━━━━━ Records for processing ━━━━━

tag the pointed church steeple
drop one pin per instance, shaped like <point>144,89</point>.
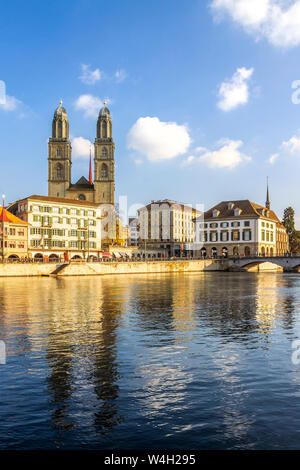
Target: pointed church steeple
<point>59,154</point>
<point>268,204</point>
<point>90,170</point>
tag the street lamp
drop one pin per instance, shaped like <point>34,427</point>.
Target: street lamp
<point>3,199</point>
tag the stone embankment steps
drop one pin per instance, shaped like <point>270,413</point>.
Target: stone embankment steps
<point>110,268</point>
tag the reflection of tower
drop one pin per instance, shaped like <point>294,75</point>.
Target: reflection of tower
<point>268,204</point>
<point>104,172</point>
<point>267,301</point>
<point>105,371</point>
<point>59,155</point>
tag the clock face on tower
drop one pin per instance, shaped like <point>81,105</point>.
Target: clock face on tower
<point>60,161</point>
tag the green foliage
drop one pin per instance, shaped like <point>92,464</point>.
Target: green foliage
<point>289,223</point>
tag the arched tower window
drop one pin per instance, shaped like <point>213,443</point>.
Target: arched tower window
<point>59,172</point>
<point>104,171</point>
<point>104,129</point>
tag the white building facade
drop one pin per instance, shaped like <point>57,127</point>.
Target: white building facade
<point>238,228</point>
<point>168,228</point>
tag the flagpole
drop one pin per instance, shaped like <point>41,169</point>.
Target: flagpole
<point>3,209</point>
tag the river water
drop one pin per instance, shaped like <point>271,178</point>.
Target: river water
<point>183,361</point>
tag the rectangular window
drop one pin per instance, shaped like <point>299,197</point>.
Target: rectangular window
<point>213,237</point>
<point>247,235</point>
<point>235,235</point>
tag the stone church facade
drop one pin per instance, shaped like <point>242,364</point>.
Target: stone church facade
<point>102,190</point>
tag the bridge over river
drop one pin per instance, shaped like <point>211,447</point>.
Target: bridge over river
<point>288,263</point>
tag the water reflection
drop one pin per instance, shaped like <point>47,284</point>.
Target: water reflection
<point>185,356</point>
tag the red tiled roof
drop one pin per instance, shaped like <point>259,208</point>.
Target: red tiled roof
<point>11,218</point>
<point>248,209</point>
<point>60,200</point>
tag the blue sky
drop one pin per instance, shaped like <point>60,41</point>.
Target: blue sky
<point>200,94</point>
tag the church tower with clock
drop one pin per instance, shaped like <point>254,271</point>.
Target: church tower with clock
<point>102,190</point>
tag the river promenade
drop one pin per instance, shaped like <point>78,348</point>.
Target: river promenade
<point>105,268</point>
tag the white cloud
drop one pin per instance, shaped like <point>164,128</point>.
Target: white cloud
<point>276,20</point>
<point>235,92</point>
<point>81,148</point>
<point>88,76</point>
<point>10,103</point>
<point>292,145</point>
<point>273,158</point>
<point>289,147</point>
<point>158,140</point>
<point>120,75</point>
<point>227,156</point>
<point>89,104</point>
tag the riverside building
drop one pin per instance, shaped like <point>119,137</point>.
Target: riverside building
<point>237,228</point>
<point>167,228</point>
<point>60,228</point>
<point>14,237</point>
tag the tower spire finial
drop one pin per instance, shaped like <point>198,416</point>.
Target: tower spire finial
<point>268,204</point>
<point>90,170</point>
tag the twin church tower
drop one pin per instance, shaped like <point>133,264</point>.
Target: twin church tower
<point>100,191</point>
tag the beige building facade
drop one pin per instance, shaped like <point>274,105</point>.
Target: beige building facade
<point>60,228</point>
<point>14,237</point>
<point>241,228</point>
<point>167,227</point>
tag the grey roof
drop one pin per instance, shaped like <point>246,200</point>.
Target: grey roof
<point>60,111</point>
<point>104,112</point>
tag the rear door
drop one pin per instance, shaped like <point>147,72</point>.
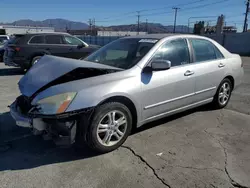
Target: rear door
<point>169,90</point>
<point>78,48</point>
<point>209,67</point>
<point>55,45</point>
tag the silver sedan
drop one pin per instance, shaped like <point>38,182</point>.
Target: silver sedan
<point>125,84</point>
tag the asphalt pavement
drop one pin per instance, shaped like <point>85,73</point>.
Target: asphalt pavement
<point>198,148</point>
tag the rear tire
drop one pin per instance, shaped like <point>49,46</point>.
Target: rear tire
<point>109,127</point>
<point>223,94</point>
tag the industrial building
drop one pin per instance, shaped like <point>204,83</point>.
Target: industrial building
<point>11,29</point>
<point>119,33</point>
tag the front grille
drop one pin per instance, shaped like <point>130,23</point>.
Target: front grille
<point>24,103</point>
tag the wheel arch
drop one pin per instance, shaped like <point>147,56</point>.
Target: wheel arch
<point>231,78</point>
<point>127,102</point>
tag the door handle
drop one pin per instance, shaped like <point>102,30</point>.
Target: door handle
<point>221,65</point>
<point>188,73</point>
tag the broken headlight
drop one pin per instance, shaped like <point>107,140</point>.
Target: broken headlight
<point>55,104</point>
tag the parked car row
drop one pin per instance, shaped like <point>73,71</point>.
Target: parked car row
<point>24,50</point>
<point>123,85</point>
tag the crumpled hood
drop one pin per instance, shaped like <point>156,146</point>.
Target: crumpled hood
<point>49,68</point>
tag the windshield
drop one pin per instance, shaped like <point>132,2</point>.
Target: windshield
<point>122,53</point>
<point>3,39</point>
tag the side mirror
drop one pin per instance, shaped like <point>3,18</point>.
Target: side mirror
<point>158,65</point>
<point>80,46</point>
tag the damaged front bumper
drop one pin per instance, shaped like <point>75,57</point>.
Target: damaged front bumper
<point>60,128</point>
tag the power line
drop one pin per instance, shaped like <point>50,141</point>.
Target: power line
<point>175,15</point>
<point>201,6</point>
<point>169,12</point>
<point>148,10</point>
<point>187,9</point>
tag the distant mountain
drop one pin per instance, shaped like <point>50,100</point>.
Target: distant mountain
<point>58,24</point>
<point>62,25</point>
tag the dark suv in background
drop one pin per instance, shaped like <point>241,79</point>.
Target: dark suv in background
<point>24,50</point>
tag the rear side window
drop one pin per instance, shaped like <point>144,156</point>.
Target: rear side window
<point>205,50</point>
<point>37,40</point>
<point>54,39</point>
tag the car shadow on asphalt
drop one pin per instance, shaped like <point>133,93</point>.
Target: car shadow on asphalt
<point>21,150</point>
<point>11,72</point>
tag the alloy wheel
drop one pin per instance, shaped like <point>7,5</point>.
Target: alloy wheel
<point>112,128</point>
<point>224,93</point>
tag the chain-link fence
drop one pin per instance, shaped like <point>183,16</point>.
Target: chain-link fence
<point>98,40</point>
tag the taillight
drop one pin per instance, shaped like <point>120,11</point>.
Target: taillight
<point>17,49</point>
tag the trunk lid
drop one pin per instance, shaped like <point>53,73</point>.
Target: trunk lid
<point>49,68</point>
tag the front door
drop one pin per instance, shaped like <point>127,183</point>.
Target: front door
<point>209,68</point>
<point>172,89</point>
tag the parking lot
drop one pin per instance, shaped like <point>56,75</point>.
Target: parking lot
<point>198,148</point>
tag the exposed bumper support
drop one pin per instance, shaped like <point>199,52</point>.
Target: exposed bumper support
<point>21,120</point>
<point>61,128</point>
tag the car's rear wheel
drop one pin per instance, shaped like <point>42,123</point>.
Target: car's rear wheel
<point>110,126</point>
<point>223,94</point>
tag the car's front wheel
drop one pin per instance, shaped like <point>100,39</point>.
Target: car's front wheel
<point>223,94</point>
<point>110,126</point>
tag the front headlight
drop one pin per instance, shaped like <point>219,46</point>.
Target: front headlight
<point>55,104</point>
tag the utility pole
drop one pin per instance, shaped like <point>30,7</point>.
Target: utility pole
<point>138,22</point>
<point>175,15</point>
<point>90,25</point>
<point>93,21</point>
<point>246,15</point>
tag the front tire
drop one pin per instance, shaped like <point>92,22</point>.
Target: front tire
<point>35,60</point>
<point>109,127</point>
<point>223,94</point>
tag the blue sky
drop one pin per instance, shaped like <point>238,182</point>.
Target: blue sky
<point>112,12</point>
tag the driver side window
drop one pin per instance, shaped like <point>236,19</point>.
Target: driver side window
<point>72,40</point>
<point>175,51</point>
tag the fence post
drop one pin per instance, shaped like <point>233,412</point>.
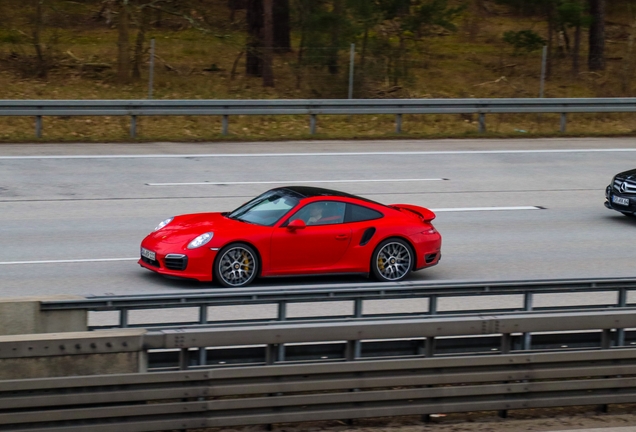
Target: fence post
<point>38,126</point>
<point>133,126</point>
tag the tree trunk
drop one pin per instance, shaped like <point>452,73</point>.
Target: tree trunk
<point>37,40</point>
<point>548,66</point>
<point>139,44</point>
<point>282,41</point>
<point>123,45</point>
<point>253,60</point>
<point>596,57</point>
<point>576,52</point>
<point>268,39</point>
<point>332,62</point>
<point>627,62</point>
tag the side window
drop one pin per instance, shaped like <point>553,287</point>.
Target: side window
<point>356,213</point>
<point>321,213</point>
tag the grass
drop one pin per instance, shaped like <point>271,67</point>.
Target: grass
<point>448,67</point>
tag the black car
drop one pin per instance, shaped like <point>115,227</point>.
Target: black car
<point>620,194</point>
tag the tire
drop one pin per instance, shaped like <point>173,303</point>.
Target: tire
<point>392,260</point>
<point>236,265</point>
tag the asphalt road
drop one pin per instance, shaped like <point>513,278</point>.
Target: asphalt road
<point>72,215</point>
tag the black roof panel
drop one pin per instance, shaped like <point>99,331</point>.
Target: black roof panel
<point>311,191</point>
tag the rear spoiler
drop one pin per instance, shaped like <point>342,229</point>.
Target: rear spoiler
<point>423,213</point>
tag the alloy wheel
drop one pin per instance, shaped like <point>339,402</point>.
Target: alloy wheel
<point>237,266</point>
<point>393,261</point>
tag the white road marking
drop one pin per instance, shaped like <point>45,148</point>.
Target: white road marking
<point>68,261</point>
<point>248,155</point>
<point>439,210</point>
<point>487,209</point>
<point>291,182</point>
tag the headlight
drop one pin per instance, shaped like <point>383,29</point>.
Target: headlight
<point>200,241</point>
<point>163,224</point>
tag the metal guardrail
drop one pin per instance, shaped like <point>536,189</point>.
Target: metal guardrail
<point>279,393</point>
<point>479,334</point>
<point>311,107</point>
<point>282,298</point>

━━━━━

Exercise directions: Set down exactly the lines of the data above, beginning with the line that has "tag the green foliage" and ending with the line that has "drop one pin per instance, shaped like <point>271,178</point>.", and no others.

Solution to the problem:
tag the green foliage
drop one pin per instance, shaped like <point>92,464</point>.
Target: green foliage
<point>289,223</point>
tag the arched tower window
drop one pin per instance, shaped like <point>213,443</point>.
Target: arched tower window
<point>59,172</point>
<point>104,171</point>
<point>104,129</point>
tag the white building facade
drop one pin per instance, shaped like <point>57,127</point>.
Target: white building facade
<point>238,228</point>
<point>168,228</point>
tag the flagpole
drop one pin per instance, shaped like <point>41,169</point>.
Target: flagpole
<point>3,209</point>
tag the river water
drop one pin per instance, shaped like <point>271,178</point>.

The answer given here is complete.